Rewrite every one of the records with "instance_segmentation" changed to "instance_masks" and everything else left as it is. Omit the pictures from your answer.

• [Labeling and segmentation records]:
----------------------------------------
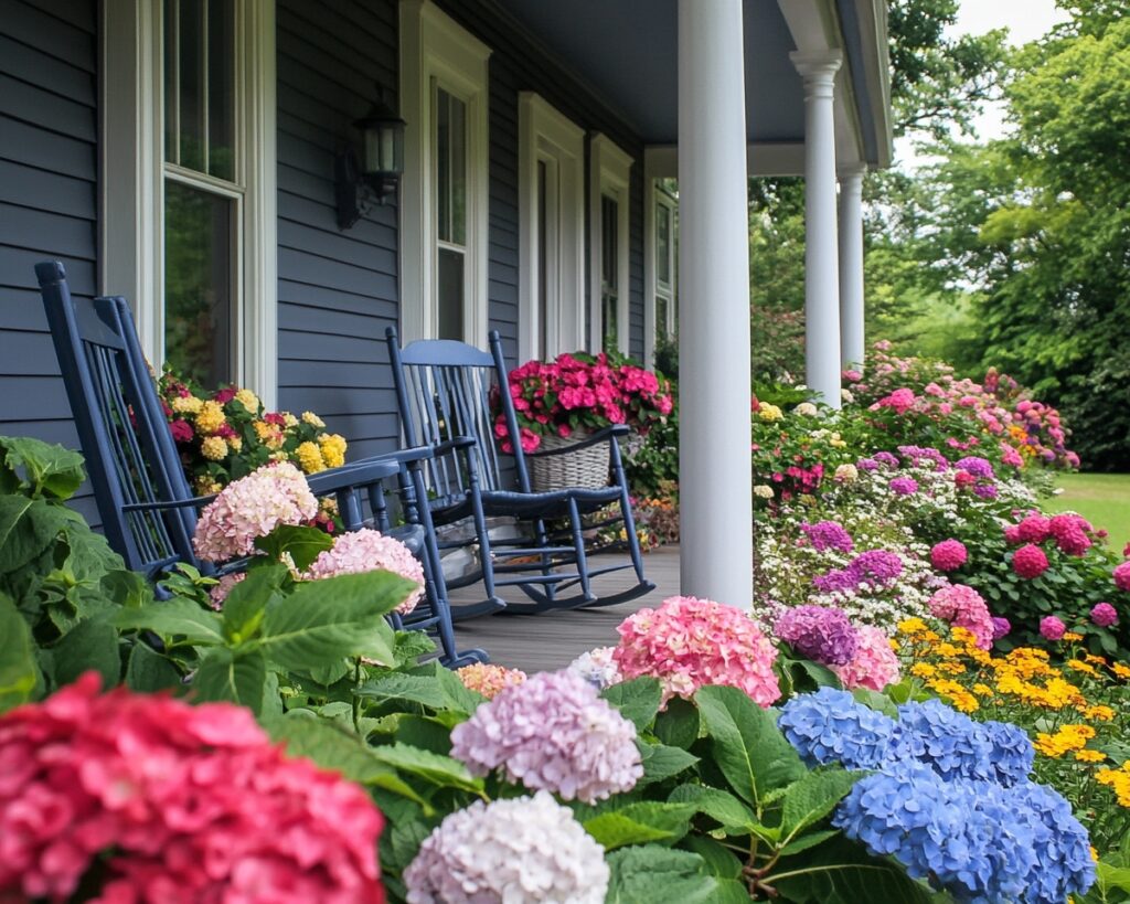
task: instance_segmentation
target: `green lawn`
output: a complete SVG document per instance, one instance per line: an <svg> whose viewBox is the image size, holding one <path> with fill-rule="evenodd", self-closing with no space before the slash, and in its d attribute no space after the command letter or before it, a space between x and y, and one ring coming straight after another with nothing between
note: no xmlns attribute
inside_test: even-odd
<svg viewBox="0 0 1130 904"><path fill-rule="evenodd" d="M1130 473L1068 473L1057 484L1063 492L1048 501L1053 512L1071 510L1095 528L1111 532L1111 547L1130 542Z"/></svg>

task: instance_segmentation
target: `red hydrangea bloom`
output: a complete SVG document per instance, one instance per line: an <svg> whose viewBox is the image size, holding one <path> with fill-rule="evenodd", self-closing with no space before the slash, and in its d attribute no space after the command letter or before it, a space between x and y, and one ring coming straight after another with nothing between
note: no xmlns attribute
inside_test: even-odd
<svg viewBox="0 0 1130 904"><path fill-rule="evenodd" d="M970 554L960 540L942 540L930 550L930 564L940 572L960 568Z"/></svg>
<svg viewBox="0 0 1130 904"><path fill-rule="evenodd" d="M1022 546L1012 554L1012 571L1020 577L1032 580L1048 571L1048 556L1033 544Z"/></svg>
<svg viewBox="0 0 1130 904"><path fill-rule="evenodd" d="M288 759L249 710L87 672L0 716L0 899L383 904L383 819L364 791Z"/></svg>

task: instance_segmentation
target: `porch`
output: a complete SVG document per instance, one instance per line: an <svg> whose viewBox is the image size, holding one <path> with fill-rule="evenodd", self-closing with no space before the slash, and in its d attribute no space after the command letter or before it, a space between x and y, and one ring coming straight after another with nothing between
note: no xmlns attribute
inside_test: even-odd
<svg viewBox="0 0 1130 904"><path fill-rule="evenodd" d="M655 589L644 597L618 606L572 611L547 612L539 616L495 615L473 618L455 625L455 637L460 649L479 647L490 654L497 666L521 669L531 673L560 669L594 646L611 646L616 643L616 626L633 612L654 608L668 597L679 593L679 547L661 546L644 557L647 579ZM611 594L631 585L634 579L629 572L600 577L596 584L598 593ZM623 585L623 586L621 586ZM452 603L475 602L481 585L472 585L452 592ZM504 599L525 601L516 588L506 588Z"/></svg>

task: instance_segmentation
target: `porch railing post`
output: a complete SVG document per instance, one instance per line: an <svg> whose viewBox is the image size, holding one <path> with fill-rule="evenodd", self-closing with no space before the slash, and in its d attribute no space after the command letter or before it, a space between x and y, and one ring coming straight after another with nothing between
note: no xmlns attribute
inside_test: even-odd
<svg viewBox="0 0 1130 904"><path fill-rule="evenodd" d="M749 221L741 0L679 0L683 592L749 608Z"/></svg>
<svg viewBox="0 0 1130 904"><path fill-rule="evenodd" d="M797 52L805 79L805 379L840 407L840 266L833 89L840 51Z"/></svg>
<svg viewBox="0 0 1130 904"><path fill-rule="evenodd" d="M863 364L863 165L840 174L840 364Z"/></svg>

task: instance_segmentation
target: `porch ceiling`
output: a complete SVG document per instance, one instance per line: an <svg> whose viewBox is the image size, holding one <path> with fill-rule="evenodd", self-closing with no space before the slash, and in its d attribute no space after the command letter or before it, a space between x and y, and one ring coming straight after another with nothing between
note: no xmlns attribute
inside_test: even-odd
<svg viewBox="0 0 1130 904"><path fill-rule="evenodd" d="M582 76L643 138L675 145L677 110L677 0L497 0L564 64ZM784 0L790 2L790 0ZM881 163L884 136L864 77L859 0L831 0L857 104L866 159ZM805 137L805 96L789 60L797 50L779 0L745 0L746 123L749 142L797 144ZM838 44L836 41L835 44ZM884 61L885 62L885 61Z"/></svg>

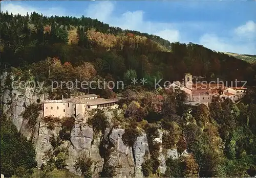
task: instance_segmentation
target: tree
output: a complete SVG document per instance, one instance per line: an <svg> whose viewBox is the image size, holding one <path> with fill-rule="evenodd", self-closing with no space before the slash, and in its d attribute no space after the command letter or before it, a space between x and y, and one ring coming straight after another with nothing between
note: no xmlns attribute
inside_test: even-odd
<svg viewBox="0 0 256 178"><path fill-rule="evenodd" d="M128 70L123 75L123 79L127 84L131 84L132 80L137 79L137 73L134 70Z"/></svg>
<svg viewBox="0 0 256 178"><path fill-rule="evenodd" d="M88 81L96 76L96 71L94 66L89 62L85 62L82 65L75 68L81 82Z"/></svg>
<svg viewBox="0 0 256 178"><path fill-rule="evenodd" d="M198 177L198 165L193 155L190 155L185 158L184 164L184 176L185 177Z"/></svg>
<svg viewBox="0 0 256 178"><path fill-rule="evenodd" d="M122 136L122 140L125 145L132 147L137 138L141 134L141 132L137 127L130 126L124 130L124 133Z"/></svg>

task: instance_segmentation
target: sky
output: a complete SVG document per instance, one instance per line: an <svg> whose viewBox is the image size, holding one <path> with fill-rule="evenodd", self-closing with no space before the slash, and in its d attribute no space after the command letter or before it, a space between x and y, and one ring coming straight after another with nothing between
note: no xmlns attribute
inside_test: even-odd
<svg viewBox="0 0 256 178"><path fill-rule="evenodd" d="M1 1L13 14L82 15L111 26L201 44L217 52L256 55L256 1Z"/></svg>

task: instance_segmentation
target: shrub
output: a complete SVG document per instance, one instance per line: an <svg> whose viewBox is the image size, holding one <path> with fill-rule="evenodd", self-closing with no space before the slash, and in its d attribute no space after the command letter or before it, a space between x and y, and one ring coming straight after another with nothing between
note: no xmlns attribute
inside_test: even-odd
----------------------------------------
• [Completed exercise]:
task: instance_masks
target: `green lawn`
output: a complete SVG document per instance, one instance per line: an <svg> whose viewBox is the image size, holding one <path> with fill-rule="evenodd", self-closing with no space before the slash, and in its d attribute no space after the command letter or before it, a space between x and y, and one ring coming straight after another with nothing between
note: no xmlns attribute
inside_test: even-odd
<svg viewBox="0 0 1130 904"><path fill-rule="evenodd" d="M1130 473L1068 473L1057 484L1063 492L1048 501L1053 512L1071 510L1095 528L1111 532L1111 547L1130 542Z"/></svg>

task: instance_masks
target: `red hydrangea bloom`
output: a complete SVG document per instance, one instance per line: an <svg> whose viewBox is the image size, holding one <path> with fill-rule="evenodd", self-closing with no space before the slash, and in its d attribute no space after the command letter or before it, a space between x and y, and one ring coming straight after another with nothing between
note: no xmlns attribute
inside_test: even-odd
<svg viewBox="0 0 1130 904"><path fill-rule="evenodd" d="M970 554L960 540L942 540L930 550L930 564L940 572L960 568Z"/></svg>
<svg viewBox="0 0 1130 904"><path fill-rule="evenodd" d="M1022 546L1012 554L1012 571L1020 577L1032 580L1048 571L1048 556L1033 544Z"/></svg>
<svg viewBox="0 0 1130 904"><path fill-rule="evenodd" d="M288 759L249 710L87 672L0 716L0 899L383 904L383 819L364 791Z"/></svg>

task: instance_masks
target: `porch`
output: a complete SVG document per instance, one instance per line: an <svg> whose viewBox is the image size, holding one <path> with fill-rule="evenodd", self-closing with no space before the slash, and in its d attribute no space after the command letter or before it, a space between x and y, and one ring coming straight after another with nothing between
note: no xmlns attribute
inside_test: even-odd
<svg viewBox="0 0 1130 904"><path fill-rule="evenodd" d="M655 589L644 597L618 606L572 611L547 612L539 616L495 615L473 618L455 625L455 637L460 649L479 647L490 654L497 666L521 669L531 673L560 669L594 646L611 646L616 643L616 626L633 612L654 608L668 597L679 593L679 547L661 546L644 557L647 579ZM611 594L631 585L634 579L629 572L600 577L596 584L598 593ZM623 585L623 586L621 586ZM452 603L475 602L481 585L472 585L452 592ZM504 599L525 601L516 588L506 588Z"/></svg>

task: instance_masks
target: `porch railing post`
output: a complete SVG document per instance, one instance per line: an <svg> whose viewBox is the image size, holding one <path> with fill-rule="evenodd", self-closing with no space before the slash, and in its d attribute no space after the command letter or before it, a space between x and y, and one ring coming straight after another with nothing between
note: no xmlns attribute
inside_test: even-odd
<svg viewBox="0 0 1130 904"><path fill-rule="evenodd" d="M749 221L741 0L679 0L683 592L749 608Z"/></svg>
<svg viewBox="0 0 1130 904"><path fill-rule="evenodd" d="M797 52L805 79L805 379L840 407L840 266L833 89L840 51Z"/></svg>
<svg viewBox="0 0 1130 904"><path fill-rule="evenodd" d="M863 364L863 165L840 174L840 364Z"/></svg>

task: instance_masks
target: `porch ceiling`
output: a complete SVG document per instance, one instance per line: an <svg> whose viewBox is the image size, holding one <path> with fill-rule="evenodd", self-closing with no space before the slash, and in its d attribute no space after the command letter or before it, a space between x and y, and one ring coming straight after another with nothing between
note: no xmlns attribute
inside_test: even-odd
<svg viewBox="0 0 1130 904"><path fill-rule="evenodd" d="M582 76L643 138L675 145L677 110L677 0L497 0L564 64ZM784 0L790 2L790 0ZM881 163L884 136L864 77L859 0L831 0L857 104L866 159ZM805 137L805 96L789 60L797 50L779 0L745 0L746 123L749 142L797 144ZM838 44L836 41L835 44ZM884 61L885 62L885 61Z"/></svg>

task: instance_masks
target: tree
output: a complete SVG document per instance, one instance per line: an <svg> whose viewBox is the image size, holding one <path> with fill-rule="evenodd", self-closing with no space before the slash, and in its d attribute no space after the command letter or before it, a space between x and y, and one ring coming straight after another with nothing between
note: no xmlns attribute
inside_test: even-odd
<svg viewBox="0 0 256 178"><path fill-rule="evenodd" d="M128 70L123 75L123 79L127 84L131 84L132 80L137 79L137 73L134 70Z"/></svg>
<svg viewBox="0 0 256 178"><path fill-rule="evenodd" d="M88 81L96 76L96 71L94 66L89 62L85 62L82 65L75 68L81 82Z"/></svg>
<svg viewBox="0 0 256 178"><path fill-rule="evenodd" d="M198 177L198 165L193 155L190 155L185 158L184 164L184 176L185 177Z"/></svg>
<svg viewBox="0 0 256 178"><path fill-rule="evenodd" d="M122 136L122 140L125 145L132 147L137 138L141 134L141 132L137 127L130 126L124 130L124 133Z"/></svg>

task: instance_masks
target: sky
output: a complete SVG document per instance, one instance per line: an <svg> whose viewBox is the image size, holding one <path> with fill-rule="evenodd", self-closing with no space before the slash, and in its d attribute no space after the command letter or before it, a space between x and y, and one ring coming straight after another with nothing between
note: no xmlns attribute
inside_test: even-odd
<svg viewBox="0 0 256 178"><path fill-rule="evenodd" d="M1 1L13 14L82 15L111 26L201 44L217 52L256 55L256 1Z"/></svg>

task: instance_masks
target: shrub
output: a complete SVG document per instance, one instance per line: an <svg> whose viewBox is the image size, holding one <path> with fill-rule="evenodd", self-closing with no space before the slash, and in its d attribute no space after the command letter or before it, a space between x and y, and one ring coming straight after another with nothing between
note: no xmlns attribute
inside_test: even-odd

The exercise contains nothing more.